Preface to the Journal of Smart Cities and Society issue 3(3)
1.Introduction
Welcome to a new issue of the Journal of Smart Cities and Society. Here we include three contributions to the field, considering: smart cities mobility analysis, smart healthcare, and smart carer assistants:
“Analysis of human mobility behavior in smart cities and smart environments: A systematic literature review and taxonomy” by Carlos Eduardo Liedtke Borges, Jorge Luis Victoria Barbosa and Jorge Arthur Schneider Aranda, provides a strategically important analysis of human mobility behavior covering a variety of scenarios (including urban mobility, public transport, points and regions of interest, ridesharing, bike-sharing, traffic analysis, driving behavior, electric vehicle charging stations planning, mobility on demand, and crowd analysis), providing an analysis of the infrastructure and algorithms currently used to perform these analysis, as well as a list of challenges to be addressed to enable progress in this area.
“Digital health applications – A digital solution for the health of the future?” by Miriam Ines Füßer, Thomas Ostermann, Jan Ehlers and Gregor Hohenberg, examines the possibilities of digital health, including an interesting consideration of how evidence-based health apps are being considered within the German health system, with their current advantages and challenges and a critical assessment of the sector at a global level.

Stored data entries

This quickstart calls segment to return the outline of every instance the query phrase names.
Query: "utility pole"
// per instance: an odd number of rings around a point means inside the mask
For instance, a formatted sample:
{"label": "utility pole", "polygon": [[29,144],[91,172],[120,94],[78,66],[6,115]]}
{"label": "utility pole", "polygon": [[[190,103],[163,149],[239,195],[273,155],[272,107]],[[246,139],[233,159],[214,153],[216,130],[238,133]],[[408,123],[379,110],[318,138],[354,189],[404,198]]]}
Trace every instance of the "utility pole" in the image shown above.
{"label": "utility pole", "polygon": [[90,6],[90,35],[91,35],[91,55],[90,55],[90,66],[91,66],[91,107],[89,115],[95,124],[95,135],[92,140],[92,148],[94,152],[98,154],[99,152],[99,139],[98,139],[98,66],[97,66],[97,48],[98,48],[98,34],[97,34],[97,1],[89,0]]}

- [Questions on the material]:
A - Please summarize the journal preface in two sentences.
B - Write the next part of the journal preface, picking up right after its final sentence.

- [Set of answers]:
A - The journal preface welcomes readers to a new issue of the Journal of Smart Cities and Society, which includes three contributions on smart cities mobility analysis, smart healthcare, and smart carer assistants. One contribution reviews human mobility behavior across scenarios such as urban mobility, ridesharing, and traffic analysis, along with the infrastructure, algorithms, and open challenges, while another examines digital health, including how evidence-based health apps are considered within the German health system.

B -
“Enhancing healthcare with intelligent environments: Integrating medical knowledge into GPT for advanced medical personal chatbots” by Primož Kocuvan, Matic Zadobovšek, and Matjaž Gams, reports on a bilateral project involving organizations from Slovenia and Italy, which aims at trialing the integration of conventional resources and national health information platforms with AI supported help in the form of a personal medical chatbot connecting to home environments. This development aims at reducing the burden on healthcare professionals, supporting multilingual interactions, and has shown promising initial results.
The Editorial Team of this journal expects the contributions included in this issue will provide new tools to address some of the many challenges ahead to realize this societal paradigm shift and inspires and guide other colleagues in this developing community to further innovate in this sector.
We encourage all sectors of society to engage in this technical conversation as our view of this area as a multidisciplinary one which will require the input of various different professions and different levels of involvement within urban environments to produce effective innovation.